▶ _GIVEN RECORDS_:

# # # # #

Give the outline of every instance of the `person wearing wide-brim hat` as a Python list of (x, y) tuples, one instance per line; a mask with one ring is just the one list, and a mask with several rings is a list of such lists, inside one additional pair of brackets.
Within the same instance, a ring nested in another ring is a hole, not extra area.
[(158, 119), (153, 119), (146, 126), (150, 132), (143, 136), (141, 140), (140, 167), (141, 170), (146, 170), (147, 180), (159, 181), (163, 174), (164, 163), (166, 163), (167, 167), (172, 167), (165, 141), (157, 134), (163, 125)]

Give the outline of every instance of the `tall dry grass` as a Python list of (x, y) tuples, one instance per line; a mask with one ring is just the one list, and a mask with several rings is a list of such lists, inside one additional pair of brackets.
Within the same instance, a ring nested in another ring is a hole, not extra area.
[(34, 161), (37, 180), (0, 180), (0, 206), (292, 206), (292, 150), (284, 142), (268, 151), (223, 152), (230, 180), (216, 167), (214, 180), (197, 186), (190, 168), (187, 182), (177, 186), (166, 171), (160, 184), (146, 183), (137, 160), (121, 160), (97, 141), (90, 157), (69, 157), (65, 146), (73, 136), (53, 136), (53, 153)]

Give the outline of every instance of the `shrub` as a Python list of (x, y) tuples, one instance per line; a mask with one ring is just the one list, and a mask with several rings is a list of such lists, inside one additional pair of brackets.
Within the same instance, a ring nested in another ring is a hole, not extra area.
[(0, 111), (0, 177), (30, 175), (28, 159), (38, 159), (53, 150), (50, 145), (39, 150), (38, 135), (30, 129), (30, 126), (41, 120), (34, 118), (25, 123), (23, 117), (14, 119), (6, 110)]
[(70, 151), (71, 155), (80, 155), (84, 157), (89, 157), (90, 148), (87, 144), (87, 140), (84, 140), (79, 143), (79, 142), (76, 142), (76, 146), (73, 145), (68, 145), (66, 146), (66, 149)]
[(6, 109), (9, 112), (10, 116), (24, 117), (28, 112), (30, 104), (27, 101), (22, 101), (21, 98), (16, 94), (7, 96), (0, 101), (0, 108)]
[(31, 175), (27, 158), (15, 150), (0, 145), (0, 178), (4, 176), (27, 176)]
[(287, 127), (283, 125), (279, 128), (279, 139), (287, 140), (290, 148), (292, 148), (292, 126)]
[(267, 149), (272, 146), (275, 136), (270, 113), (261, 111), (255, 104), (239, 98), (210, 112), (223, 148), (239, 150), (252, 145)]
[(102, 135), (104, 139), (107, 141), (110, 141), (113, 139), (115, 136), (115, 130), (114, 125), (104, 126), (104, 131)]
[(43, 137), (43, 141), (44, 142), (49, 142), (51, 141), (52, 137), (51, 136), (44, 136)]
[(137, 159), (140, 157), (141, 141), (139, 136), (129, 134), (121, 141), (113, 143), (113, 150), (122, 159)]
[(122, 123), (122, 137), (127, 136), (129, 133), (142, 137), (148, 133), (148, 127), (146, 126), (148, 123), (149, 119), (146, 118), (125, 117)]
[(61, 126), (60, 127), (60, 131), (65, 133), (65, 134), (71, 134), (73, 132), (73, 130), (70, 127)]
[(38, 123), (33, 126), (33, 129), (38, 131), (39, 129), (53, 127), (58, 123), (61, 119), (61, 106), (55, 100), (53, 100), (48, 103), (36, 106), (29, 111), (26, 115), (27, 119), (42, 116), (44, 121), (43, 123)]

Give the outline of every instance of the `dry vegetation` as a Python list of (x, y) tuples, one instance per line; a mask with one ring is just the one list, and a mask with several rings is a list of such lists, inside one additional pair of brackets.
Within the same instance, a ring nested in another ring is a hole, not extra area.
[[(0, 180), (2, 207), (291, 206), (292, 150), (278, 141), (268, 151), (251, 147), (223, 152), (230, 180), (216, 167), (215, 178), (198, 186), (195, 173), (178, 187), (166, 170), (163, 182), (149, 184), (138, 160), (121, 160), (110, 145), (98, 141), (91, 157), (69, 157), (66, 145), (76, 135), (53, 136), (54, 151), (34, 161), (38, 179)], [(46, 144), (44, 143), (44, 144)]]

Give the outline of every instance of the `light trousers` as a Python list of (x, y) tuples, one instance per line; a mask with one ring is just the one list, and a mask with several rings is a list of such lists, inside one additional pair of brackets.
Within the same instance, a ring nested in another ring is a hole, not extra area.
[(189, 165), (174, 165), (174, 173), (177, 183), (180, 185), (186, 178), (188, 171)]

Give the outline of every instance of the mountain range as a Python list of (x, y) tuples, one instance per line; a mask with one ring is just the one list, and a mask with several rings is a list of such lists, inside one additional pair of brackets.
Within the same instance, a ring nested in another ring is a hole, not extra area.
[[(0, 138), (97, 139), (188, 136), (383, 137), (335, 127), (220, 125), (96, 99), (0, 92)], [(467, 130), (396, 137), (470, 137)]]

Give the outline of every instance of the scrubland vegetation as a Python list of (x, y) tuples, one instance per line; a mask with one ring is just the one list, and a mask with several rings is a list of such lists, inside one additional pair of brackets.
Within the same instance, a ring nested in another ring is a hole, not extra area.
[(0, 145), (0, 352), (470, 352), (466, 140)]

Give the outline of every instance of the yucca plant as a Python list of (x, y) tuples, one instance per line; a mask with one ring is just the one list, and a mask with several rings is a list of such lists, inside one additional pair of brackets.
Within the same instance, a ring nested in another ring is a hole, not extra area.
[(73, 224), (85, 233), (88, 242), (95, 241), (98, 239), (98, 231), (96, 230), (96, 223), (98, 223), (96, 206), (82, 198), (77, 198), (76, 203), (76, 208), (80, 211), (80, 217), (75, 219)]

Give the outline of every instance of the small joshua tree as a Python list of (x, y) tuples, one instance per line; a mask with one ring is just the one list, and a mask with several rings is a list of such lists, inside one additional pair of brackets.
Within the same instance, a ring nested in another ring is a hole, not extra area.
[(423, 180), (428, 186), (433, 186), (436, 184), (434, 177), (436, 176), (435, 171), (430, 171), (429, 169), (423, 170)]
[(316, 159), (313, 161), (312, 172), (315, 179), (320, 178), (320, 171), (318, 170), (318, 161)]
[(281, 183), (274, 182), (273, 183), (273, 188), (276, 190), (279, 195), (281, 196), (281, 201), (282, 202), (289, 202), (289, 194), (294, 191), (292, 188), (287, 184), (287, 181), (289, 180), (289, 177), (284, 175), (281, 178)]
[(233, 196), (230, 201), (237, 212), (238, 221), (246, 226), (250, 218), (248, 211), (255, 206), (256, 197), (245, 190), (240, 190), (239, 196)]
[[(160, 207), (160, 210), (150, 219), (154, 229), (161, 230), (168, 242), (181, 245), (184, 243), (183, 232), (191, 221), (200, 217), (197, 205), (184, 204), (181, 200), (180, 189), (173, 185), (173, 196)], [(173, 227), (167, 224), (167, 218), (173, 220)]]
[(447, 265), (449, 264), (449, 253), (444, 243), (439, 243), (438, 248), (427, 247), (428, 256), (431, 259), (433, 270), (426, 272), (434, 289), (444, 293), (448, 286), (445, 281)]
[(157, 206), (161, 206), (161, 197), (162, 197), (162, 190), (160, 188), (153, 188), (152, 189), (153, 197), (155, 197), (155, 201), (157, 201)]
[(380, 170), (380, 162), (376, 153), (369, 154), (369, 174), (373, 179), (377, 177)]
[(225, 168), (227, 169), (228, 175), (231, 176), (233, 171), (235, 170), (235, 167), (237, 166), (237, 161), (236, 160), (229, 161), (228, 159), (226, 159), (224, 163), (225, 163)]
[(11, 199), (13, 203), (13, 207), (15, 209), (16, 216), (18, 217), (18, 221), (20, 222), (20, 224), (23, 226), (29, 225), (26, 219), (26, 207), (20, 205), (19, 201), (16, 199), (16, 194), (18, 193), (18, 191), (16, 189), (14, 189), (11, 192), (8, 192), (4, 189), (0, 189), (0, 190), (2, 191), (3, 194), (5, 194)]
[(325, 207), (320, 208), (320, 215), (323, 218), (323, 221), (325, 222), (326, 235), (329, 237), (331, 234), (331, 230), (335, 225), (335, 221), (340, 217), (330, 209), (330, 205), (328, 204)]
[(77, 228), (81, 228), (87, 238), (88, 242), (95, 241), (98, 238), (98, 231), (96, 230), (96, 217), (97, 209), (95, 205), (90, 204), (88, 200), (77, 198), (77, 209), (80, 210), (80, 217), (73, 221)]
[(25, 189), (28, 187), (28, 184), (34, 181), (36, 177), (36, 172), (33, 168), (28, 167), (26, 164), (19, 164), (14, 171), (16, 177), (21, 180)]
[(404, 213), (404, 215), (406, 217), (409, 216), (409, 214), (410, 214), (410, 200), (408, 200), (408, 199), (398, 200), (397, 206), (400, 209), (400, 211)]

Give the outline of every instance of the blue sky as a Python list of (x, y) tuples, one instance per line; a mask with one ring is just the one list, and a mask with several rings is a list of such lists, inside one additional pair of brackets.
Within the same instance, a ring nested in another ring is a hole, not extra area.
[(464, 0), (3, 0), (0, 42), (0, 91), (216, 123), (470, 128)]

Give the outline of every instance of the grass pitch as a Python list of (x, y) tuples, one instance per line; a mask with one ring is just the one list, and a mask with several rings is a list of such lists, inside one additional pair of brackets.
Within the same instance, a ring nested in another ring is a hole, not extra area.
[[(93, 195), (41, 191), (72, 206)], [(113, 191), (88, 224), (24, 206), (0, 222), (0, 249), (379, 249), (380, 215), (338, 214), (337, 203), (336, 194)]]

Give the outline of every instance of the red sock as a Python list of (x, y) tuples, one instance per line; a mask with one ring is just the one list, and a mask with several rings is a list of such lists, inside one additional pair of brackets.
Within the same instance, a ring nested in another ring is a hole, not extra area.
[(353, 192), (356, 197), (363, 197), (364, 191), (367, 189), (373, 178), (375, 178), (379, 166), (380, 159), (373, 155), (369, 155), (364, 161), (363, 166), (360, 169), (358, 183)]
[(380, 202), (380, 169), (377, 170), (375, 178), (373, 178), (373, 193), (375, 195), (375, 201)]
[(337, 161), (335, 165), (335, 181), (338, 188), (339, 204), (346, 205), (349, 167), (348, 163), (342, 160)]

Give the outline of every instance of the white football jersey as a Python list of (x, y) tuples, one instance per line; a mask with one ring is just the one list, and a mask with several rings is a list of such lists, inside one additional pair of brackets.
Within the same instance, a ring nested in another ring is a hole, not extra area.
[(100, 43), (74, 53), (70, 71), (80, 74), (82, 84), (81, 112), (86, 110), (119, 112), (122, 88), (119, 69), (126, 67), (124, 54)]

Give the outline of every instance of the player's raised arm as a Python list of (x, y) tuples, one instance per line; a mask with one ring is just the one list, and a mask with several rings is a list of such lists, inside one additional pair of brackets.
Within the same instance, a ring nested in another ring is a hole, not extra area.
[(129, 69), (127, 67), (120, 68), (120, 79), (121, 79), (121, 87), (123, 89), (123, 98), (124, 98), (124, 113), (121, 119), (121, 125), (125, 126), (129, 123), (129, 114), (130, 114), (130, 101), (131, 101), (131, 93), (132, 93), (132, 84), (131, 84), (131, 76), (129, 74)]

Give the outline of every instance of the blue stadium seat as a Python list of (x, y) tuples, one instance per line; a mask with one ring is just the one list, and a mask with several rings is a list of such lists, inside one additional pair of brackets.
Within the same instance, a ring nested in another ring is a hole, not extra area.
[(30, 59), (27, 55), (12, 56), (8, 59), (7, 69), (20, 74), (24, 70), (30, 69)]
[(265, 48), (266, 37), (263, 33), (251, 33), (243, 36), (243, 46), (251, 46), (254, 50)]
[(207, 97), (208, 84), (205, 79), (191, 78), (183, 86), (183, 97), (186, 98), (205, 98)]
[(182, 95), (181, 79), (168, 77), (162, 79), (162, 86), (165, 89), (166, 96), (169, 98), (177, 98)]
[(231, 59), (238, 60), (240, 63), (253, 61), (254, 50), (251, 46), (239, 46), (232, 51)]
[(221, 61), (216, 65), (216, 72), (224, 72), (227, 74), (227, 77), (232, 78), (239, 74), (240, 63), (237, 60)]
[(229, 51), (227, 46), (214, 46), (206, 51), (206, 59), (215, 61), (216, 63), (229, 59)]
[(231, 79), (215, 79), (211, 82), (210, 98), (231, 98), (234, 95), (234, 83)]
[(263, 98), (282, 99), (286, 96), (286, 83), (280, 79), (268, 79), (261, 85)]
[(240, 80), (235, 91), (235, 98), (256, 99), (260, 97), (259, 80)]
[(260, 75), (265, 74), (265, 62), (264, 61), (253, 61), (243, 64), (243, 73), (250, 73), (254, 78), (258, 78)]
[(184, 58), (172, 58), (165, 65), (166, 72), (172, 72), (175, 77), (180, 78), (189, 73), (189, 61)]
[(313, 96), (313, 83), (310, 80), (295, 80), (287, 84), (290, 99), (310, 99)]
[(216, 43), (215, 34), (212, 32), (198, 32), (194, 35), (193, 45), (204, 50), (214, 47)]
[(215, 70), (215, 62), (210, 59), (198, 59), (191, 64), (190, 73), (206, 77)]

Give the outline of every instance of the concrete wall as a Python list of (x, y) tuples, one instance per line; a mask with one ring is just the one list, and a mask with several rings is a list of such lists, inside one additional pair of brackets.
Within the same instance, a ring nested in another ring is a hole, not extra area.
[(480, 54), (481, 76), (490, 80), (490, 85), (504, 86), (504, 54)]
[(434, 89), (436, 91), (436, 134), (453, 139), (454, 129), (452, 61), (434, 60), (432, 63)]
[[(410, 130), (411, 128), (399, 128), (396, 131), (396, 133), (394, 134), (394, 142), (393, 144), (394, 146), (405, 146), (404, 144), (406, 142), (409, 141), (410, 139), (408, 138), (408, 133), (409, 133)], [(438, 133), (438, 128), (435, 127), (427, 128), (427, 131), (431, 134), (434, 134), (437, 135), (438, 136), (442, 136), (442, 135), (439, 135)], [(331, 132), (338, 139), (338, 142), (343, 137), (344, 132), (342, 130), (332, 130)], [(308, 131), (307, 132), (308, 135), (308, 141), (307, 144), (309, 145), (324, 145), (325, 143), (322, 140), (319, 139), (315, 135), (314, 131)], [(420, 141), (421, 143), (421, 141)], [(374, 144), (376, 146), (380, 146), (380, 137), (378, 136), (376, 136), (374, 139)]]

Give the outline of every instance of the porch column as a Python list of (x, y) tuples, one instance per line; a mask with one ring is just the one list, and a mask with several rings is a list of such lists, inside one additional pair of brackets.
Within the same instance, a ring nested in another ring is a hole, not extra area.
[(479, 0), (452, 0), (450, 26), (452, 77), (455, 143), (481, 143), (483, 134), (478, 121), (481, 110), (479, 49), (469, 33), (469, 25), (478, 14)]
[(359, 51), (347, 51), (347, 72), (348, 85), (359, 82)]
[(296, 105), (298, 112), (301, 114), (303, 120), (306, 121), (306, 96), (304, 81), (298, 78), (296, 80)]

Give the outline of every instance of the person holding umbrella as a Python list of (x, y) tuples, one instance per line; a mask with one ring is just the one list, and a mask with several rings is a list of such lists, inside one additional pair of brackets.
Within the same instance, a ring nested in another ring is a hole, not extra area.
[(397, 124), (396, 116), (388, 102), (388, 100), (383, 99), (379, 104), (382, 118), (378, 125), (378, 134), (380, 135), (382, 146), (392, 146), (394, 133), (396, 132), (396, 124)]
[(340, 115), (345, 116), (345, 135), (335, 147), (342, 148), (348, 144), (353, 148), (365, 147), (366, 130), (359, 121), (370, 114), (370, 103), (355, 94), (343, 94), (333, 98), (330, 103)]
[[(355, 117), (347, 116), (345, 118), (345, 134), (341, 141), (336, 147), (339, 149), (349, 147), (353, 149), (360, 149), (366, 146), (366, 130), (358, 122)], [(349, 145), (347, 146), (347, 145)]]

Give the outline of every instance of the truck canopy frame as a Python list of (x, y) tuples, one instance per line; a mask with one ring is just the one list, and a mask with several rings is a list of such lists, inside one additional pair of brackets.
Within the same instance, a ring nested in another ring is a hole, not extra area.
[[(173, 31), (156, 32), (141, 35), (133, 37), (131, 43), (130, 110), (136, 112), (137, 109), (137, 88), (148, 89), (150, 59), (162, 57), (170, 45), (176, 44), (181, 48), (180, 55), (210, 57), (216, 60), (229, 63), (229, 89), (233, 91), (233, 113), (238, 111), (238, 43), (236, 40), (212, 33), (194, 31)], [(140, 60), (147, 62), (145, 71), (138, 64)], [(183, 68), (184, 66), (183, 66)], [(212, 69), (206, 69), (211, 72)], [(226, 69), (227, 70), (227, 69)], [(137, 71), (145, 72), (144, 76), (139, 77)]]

# # # # #

▶ _WHAT YOU NEED TO DO_:
Edit the lines from the one containing "Give the outline of every instance of the blue sky" through the one containing "203), (336, 194)]]", inclusive, replacing "grass pitch" with "playing field" and leaving everything else unchanged.

▶ _COMPLETE OUTPUT_:
Give the outline of every instance of the blue sky as a Python list of (x, y) tuples, one instance per line; a mask with one ring is just the one list, and a mask with several rings is a list of such lists, inside one additional pair of brackets.
Within the same instance, a ring nested in another ring is a hole, not extra area.
[(464, 0), (3, 0), (0, 42), (0, 91), (216, 123), (470, 128)]

Give the outline of every instance of the playing field as a Python list of (x, y) tuples, one instance per line; a mask with one ring is just the one list, and a mask with several rings is a list of such lists, inside one additional pair of brackets.
Within the same instance, a ring nested in another ring is a hole, not extra area.
[[(93, 195), (41, 191), (72, 206)], [(113, 191), (88, 224), (24, 206), (0, 222), (0, 249), (379, 249), (380, 215), (338, 214), (337, 203), (336, 194)]]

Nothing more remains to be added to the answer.